▶ INSTRUCTIONS TO FOLLOW:
List the entries below as a numbered list, skipping blank lines. Start at the first line and stop after the line that contains "[418,84,955,554]".

Bounding-box records:
☆ ☆ ☆ ☆ ☆ ☆ ☆

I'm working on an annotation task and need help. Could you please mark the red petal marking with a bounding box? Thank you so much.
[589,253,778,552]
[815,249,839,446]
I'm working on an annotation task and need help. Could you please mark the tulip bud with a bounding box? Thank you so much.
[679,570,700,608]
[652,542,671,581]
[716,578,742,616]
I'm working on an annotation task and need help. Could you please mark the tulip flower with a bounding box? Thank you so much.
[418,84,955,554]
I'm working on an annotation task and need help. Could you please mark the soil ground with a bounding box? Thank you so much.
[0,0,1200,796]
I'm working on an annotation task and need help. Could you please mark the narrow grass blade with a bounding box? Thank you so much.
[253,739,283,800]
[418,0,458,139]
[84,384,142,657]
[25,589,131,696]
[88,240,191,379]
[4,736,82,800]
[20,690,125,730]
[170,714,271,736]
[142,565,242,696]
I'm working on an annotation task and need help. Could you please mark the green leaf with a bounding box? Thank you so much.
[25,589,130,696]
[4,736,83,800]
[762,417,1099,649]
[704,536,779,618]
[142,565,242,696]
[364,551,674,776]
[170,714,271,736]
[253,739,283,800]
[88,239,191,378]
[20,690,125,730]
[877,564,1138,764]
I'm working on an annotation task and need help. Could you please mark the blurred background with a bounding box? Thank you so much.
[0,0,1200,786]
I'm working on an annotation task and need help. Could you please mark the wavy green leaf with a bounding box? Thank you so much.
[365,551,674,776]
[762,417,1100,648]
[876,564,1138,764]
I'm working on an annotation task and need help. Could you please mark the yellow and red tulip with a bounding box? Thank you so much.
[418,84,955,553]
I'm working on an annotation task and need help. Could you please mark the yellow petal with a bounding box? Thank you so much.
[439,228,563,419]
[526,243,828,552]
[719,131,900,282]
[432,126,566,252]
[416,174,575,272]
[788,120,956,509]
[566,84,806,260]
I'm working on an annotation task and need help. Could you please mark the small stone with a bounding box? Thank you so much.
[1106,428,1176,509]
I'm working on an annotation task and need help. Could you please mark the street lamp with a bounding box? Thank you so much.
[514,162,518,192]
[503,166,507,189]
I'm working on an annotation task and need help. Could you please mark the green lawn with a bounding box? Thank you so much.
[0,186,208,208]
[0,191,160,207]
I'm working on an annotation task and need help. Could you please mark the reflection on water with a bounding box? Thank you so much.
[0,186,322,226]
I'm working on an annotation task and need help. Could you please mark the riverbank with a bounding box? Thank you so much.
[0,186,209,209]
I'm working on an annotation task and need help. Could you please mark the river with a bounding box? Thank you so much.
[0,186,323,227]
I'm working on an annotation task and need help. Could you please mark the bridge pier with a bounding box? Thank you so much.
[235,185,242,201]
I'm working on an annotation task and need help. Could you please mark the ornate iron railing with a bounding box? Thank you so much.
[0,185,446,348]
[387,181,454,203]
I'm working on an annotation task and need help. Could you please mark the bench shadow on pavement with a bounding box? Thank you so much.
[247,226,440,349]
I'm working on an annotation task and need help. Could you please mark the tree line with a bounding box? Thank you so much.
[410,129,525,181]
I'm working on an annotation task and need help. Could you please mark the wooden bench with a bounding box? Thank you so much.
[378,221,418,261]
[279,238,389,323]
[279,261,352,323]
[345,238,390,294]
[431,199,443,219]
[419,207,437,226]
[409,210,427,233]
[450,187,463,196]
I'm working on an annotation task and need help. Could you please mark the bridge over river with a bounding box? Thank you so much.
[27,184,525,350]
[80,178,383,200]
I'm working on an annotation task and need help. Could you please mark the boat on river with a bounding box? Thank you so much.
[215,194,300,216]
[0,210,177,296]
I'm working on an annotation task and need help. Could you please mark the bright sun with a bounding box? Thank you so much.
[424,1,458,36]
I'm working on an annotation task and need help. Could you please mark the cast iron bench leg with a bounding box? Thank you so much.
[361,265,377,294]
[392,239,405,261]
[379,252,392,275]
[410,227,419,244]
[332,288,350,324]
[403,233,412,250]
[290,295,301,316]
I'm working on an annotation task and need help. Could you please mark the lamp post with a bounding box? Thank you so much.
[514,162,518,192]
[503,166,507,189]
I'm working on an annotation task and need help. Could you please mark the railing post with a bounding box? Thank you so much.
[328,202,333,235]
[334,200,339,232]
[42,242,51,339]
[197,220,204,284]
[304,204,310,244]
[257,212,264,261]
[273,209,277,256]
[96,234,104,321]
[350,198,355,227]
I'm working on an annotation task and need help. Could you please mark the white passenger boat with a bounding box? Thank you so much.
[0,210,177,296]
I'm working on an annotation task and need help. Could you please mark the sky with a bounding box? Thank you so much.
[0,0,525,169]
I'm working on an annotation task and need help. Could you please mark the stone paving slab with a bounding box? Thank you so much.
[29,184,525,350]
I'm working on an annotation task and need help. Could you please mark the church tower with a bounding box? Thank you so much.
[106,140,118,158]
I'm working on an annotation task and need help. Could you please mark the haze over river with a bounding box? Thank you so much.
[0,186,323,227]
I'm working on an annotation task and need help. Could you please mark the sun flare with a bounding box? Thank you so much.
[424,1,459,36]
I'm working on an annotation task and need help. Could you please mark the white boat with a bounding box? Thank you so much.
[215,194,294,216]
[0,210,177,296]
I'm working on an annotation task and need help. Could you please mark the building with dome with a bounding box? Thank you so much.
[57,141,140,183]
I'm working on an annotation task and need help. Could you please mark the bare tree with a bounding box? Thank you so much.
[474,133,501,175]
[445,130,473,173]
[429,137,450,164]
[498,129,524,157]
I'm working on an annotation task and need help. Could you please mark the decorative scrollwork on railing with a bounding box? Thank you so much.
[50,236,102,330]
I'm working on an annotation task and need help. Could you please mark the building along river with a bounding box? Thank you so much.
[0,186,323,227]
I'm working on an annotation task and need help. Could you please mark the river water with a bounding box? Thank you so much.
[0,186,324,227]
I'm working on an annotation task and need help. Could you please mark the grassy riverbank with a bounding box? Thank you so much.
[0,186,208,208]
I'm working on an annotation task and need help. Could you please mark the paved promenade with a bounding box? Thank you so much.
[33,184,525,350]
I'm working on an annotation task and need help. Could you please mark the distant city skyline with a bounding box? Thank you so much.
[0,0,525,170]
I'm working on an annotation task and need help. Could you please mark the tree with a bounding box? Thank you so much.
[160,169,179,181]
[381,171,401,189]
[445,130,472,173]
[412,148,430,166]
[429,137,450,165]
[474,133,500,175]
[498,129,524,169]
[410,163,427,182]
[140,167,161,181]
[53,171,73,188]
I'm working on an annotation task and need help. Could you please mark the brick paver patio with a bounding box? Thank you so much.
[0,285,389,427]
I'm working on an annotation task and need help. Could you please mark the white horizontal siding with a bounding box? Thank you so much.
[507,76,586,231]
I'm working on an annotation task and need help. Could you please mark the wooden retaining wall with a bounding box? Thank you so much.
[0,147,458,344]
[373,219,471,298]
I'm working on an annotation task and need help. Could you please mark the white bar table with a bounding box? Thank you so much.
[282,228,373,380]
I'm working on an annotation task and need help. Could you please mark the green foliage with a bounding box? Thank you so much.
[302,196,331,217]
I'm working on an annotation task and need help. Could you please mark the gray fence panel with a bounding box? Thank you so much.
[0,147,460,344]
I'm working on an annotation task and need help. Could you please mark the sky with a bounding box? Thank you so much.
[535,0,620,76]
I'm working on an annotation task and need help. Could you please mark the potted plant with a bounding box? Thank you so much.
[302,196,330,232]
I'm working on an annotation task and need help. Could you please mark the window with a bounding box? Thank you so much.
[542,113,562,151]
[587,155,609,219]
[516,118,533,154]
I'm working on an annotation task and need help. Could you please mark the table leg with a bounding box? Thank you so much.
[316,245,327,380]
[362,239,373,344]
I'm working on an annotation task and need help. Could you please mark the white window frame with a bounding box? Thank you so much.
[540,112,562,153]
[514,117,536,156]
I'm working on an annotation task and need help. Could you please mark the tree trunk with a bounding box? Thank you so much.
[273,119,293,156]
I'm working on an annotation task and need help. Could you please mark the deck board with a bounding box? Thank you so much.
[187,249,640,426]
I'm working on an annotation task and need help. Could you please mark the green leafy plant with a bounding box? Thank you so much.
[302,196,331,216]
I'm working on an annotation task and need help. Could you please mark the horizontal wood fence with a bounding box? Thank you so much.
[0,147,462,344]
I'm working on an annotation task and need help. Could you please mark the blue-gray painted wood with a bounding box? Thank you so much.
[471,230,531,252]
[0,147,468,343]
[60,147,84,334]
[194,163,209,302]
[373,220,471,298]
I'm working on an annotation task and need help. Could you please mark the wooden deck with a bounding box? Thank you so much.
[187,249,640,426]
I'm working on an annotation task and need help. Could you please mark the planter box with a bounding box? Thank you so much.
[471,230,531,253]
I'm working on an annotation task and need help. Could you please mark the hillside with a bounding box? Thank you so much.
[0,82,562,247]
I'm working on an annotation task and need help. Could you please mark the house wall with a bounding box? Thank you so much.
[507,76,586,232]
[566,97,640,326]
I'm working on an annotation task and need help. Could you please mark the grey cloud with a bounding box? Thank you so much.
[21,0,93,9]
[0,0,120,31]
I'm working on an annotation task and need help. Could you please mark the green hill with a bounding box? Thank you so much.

☆ ☆ ☆ ☆ ☆ ☆ ☆

▶ WORKED ANSWER:
1. I'm working on an annotation task and need help. Could you please mark the red petal marking with a bounding box? Thank you so much.
2. [589,253,778,552]
3. [815,249,839,446]
4. I'm working on an annotation task and need help. Could you please mark the tulip bud with a bounding box? Thank you so much.
5. [679,570,700,608]
6. [652,542,671,581]
7. [716,578,742,616]
8. I'm working on an annotation task and need help. Could you please mark the tulip flower with a bounding box? Thank you so much.
9. [418,84,955,554]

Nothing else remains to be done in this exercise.